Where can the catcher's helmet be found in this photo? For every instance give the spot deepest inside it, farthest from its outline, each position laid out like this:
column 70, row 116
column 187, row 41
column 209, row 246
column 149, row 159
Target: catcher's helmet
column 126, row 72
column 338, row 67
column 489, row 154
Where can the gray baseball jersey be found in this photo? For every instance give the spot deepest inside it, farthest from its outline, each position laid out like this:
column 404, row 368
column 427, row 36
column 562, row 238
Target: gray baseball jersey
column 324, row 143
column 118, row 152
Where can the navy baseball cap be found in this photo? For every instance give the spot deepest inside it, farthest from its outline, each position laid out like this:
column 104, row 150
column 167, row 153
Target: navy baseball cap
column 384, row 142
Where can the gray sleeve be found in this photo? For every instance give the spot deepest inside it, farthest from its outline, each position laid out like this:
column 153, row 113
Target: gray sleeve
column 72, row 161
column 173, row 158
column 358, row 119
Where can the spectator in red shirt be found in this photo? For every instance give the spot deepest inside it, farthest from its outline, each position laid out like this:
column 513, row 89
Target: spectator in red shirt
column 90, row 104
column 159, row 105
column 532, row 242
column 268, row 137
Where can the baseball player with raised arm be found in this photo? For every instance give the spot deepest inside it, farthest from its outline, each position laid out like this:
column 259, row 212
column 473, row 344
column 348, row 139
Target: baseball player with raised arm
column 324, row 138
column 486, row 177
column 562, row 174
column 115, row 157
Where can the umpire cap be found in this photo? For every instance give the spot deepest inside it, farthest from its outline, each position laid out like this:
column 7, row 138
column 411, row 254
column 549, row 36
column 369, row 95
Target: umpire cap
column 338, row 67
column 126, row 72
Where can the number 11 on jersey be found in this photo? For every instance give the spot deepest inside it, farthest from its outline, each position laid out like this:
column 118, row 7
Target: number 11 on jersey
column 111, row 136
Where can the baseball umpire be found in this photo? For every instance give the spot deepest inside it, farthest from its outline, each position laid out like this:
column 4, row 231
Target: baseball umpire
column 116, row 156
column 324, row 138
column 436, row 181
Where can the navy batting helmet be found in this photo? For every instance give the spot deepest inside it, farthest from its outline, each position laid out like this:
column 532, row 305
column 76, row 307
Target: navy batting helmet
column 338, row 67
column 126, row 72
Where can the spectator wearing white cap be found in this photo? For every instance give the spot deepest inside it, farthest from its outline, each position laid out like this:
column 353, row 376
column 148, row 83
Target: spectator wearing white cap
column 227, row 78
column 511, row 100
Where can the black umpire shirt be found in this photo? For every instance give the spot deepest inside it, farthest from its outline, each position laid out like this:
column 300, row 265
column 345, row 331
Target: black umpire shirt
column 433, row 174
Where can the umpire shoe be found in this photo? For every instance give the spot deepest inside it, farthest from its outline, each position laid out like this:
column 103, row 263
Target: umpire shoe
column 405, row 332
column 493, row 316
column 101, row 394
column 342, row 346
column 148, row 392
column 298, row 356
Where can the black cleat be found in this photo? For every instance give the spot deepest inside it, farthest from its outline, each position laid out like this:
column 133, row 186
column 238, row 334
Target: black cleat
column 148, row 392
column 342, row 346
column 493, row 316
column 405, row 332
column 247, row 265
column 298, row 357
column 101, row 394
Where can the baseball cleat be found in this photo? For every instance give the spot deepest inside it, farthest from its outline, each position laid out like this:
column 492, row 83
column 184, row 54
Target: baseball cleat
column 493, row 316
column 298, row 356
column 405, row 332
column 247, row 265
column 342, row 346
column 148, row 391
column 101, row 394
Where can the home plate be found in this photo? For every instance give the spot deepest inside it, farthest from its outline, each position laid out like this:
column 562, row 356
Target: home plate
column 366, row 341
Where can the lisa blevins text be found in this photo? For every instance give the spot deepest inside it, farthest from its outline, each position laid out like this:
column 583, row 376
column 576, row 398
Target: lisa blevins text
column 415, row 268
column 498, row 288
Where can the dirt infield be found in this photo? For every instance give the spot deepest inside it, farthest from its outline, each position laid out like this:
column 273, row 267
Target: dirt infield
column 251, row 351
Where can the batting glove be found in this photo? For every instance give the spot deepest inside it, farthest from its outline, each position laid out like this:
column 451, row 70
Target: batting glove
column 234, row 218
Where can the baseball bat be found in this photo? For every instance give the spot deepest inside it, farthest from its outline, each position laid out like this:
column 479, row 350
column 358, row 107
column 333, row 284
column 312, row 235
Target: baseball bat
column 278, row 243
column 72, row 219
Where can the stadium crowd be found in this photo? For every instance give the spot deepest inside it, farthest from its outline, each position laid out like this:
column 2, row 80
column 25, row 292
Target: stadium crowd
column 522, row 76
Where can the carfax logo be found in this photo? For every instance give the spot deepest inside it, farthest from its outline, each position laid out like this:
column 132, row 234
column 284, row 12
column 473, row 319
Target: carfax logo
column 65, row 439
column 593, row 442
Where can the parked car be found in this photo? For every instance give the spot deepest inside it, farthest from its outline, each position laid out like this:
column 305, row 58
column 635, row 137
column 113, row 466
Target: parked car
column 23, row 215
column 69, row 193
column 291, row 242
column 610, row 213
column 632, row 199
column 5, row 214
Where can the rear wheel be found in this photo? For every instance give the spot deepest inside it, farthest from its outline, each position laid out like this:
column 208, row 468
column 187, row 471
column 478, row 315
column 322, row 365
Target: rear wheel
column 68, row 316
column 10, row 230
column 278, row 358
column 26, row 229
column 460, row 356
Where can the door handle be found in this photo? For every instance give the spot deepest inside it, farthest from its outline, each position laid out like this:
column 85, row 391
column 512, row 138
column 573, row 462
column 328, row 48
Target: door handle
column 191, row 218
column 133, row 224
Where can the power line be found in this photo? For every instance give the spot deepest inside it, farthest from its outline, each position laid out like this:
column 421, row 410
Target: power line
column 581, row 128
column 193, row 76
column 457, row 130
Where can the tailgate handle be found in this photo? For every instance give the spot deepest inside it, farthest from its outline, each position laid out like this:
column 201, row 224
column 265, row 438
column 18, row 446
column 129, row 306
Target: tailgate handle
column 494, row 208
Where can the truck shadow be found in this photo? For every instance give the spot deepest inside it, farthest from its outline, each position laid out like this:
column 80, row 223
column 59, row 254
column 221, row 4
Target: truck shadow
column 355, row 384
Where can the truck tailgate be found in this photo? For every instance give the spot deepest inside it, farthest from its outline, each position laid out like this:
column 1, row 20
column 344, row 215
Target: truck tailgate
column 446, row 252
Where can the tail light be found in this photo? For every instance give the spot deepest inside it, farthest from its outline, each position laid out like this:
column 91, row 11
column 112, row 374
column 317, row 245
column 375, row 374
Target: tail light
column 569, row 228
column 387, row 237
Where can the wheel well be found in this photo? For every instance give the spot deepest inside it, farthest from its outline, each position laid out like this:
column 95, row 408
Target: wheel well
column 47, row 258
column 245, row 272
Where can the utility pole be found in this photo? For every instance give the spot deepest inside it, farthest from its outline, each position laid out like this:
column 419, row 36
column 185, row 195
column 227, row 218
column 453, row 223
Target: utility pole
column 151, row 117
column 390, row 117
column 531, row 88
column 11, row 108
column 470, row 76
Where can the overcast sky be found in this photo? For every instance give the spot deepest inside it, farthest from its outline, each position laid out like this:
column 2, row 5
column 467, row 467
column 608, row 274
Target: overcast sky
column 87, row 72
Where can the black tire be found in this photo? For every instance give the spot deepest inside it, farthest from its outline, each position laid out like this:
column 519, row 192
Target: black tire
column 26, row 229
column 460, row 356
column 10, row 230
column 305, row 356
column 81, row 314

···

- [EXERCISE]: Write out every one of the items above, repeating each line exactly as it appears.

- [TASK SOLUTION]:
Where can the catcher's helmet be found in this photo? For every instance give the spot deepest inside it, farthest from its outline, each position laid out like this:
column 70, row 116
column 187, row 41
column 209, row 246
column 149, row 159
Target: catcher's helmet
column 126, row 72
column 338, row 67
column 489, row 154
Where can the gray baseball jersey be found in this photo? For every instance give the spot deepest inside it, farthest from its outline, each position laid out like this:
column 404, row 368
column 427, row 36
column 562, row 238
Target: gray baseball jersey
column 324, row 143
column 118, row 152
Where can the navy baseball cap be found in this photo? For every instance give the spot deepest inside it, farthest from its outline, each position laid out like this:
column 104, row 150
column 167, row 153
Target: navy baseball cap
column 384, row 142
Where can the gray sleeve be found in this photo? For every instance give the spot deepest inside it, farthest from its outline, each position laid out like this:
column 153, row 113
Target: gray sleeve
column 72, row 161
column 173, row 158
column 358, row 119
Where can the spectator in red shirt be found in this photo? For every instance give the spot deepest inside it, farthest from its outline, each position laid out like this:
column 513, row 89
Target: spectator in red shirt
column 90, row 104
column 159, row 105
column 532, row 242
column 268, row 137
Where can the baseball player with raised arm be found in this photo? For every instance give the spot deepest inside it, farthest from its outline, each position laid out like this:
column 259, row 212
column 473, row 344
column 348, row 139
Target: baseball player with raised arm
column 324, row 138
column 486, row 177
column 562, row 174
column 115, row 157
Where can the umpire cap be found in this photo? For every instance give the spot deepest inside it, farthest from its outline, each position laid out like this:
column 7, row 138
column 411, row 254
column 549, row 36
column 369, row 95
Target: umpire cap
column 338, row 67
column 126, row 72
Where can the number 11 on jersey be found in this photo? For every instance give the spot deepest inside it, farthest from its outline, each position laid out like this:
column 118, row 7
Target: number 11 on jersey
column 111, row 136
Where can the baseball umpire be found in this photo? For every instance give the spot deepest inside it, farthest from its outline, each position laid out like this:
column 4, row 231
Target: baseball umpire
column 116, row 156
column 324, row 138
column 436, row 181
Where can the navy batting helmet be found in this photo? For every instance give the spot deepest inside it, farthest from its outline, each position laid out like this:
column 532, row 305
column 76, row 307
Target: navy batting helmet
column 338, row 67
column 126, row 72
Where can the spectator wearing white cap be found in this photo? For every instance give the spot deepest inside it, farthest from its outline, each position laid out like this:
column 353, row 376
column 148, row 83
Target: spectator wearing white cap
column 227, row 78
column 511, row 100
Where can the black umpire shirt be found in this photo? For every instance give the spot deepest inside it, farthest from its outline, each position laid out like this:
column 300, row 265
column 345, row 331
Target: black umpire shirt
column 433, row 174
Where can the umpire shoe be found in this photo? For every instance give the spot deepest inside it, farthest from its outline, each position laid out like this:
column 103, row 263
Target: umpire shoe
column 405, row 332
column 493, row 316
column 101, row 394
column 342, row 346
column 148, row 392
column 298, row 356
Where can the black cleat be found in this photo? For every instance give the spot deepest inside it, farthest from its outline, each position laid out like this:
column 133, row 186
column 238, row 334
Target: black cleat
column 148, row 392
column 342, row 346
column 493, row 316
column 405, row 332
column 247, row 265
column 298, row 357
column 101, row 394
Where can the baseball cleat be found in this photo? For every instance give the spot deepest inside it, farthest from its outline, each position laid out like this:
column 492, row 83
column 184, row 54
Target: baseball cleat
column 493, row 316
column 298, row 356
column 405, row 332
column 247, row 265
column 342, row 346
column 148, row 391
column 101, row 394
Where can the home plate be found in this photo? For every instance give the spot deepest inside it, farthest from its outline, each position laid out like this:
column 562, row 356
Target: home plate
column 366, row 341
Where can the lisa blevins text be found in this photo? For every instance give the spot deepest inside it, farthest from its outline, each position laid out like this:
column 583, row 376
column 576, row 398
Target: lisa blevins text
column 415, row 268
column 498, row 288
Where can the dirt infield be found in this photo? For every instance give the spot deepest inside it, farthest from its outline, each position laid out like this:
column 273, row 267
Target: dirt infield
column 251, row 351
Where can the batting glove be found in this photo? For every instance give the spot deepest inside it, farthest from its outline, each position laid out like this:
column 451, row 70
Target: batting glove
column 234, row 218
Where can the baseball bat be found in this photo? For every instance give the spot deepest inside it, farthest from its outline, each position laid out like this:
column 479, row 350
column 358, row 107
column 333, row 284
column 312, row 235
Target: baseball bat
column 278, row 243
column 72, row 219
Where can the stadium crowd be found in this photo? For every instance give the spot deepest inside it, farthest from its outline, each position laid out like this:
column 2, row 80
column 25, row 292
Target: stadium crowd
column 522, row 76
Where can the carfax logo be found in this photo? For every instance give the spot deepest inside it, farthest from its outline, each position laid out like this:
column 132, row 234
column 284, row 12
column 473, row 319
Target: carfax logo
column 65, row 439
column 593, row 442
Where can the parked car be found in this photo? For every instance give the spot deepest inside it, farthest from its outline, each position laid out like this:
column 305, row 58
column 635, row 137
column 113, row 466
Target: parked car
column 23, row 215
column 69, row 193
column 291, row 242
column 610, row 213
column 632, row 199
column 5, row 214
Where can the rear wheel be found in this photo? For every instance give the spot deepest inside it, farthest from its outline, each position laid out like this:
column 208, row 468
column 187, row 471
column 478, row 315
column 322, row 365
Target: rear wheel
column 68, row 316
column 10, row 230
column 278, row 358
column 26, row 229
column 460, row 356
Where can the door handle be found in this photo? For every instance give the spot deepest inside it, farthest from its outline, each position laid out like this:
column 85, row 391
column 512, row 138
column 573, row 462
column 328, row 48
Target: door handle
column 191, row 218
column 133, row 224
Where can the power line be found in this photo? For every instance give the spot deepest inside it, farthest from its outline, each position laid out like this:
column 421, row 410
Target: power line
column 581, row 128
column 193, row 76
column 457, row 130
Where can the tailgate handle be found in this photo? For every instance give the spot deepest inside it, farthest from its outline, each position laid out like this:
column 201, row 224
column 265, row 438
column 18, row 446
column 129, row 306
Target: tailgate handle
column 494, row 208
Where can the truck shadow be found in this photo? For every instance give the spot deepest inside it, farthest from its outline, each position laid out like this:
column 80, row 223
column 59, row 254
column 221, row 4
Target: truck shadow
column 355, row 384
Where can the truck tailgate be found in this photo? For every instance give the spot deepest inside it, farthest from its outline, each position laid out like this:
column 1, row 20
column 344, row 215
Target: truck tailgate
column 446, row 252
Where can the tail light be found in this photo? For every instance give the spot deepest inside it, farthest from its outline, each position laid out like this:
column 91, row 11
column 112, row 374
column 317, row 245
column 375, row 374
Target: tail light
column 569, row 228
column 387, row 237
Where can the wheel well be found in this photo? For every instance give the spot deepest inside it, farthest from its outline, each position laid out like this:
column 95, row 408
Target: wheel well
column 47, row 258
column 245, row 272
Where can the utility pole be found in this photo? For every instance give the spot deepest inside it, farthest from its outline, each position laid out like this:
column 419, row 36
column 185, row 195
column 227, row 218
column 453, row 223
Target: utility pole
column 151, row 117
column 390, row 117
column 531, row 88
column 11, row 108
column 470, row 76
Where can the overcast sky be found in this photo? For every instance give the spot deepest inside it, farthest from its outline, each position laid out like this:
column 2, row 5
column 467, row 467
column 608, row 274
Target: overcast sky
column 87, row 72
Where can the black tire be found in this photo? For every instance give the spot deepest inside it, farthest from its outline, each position laid out like this:
column 519, row 192
Target: black tire
column 26, row 229
column 460, row 356
column 10, row 230
column 305, row 356
column 81, row 314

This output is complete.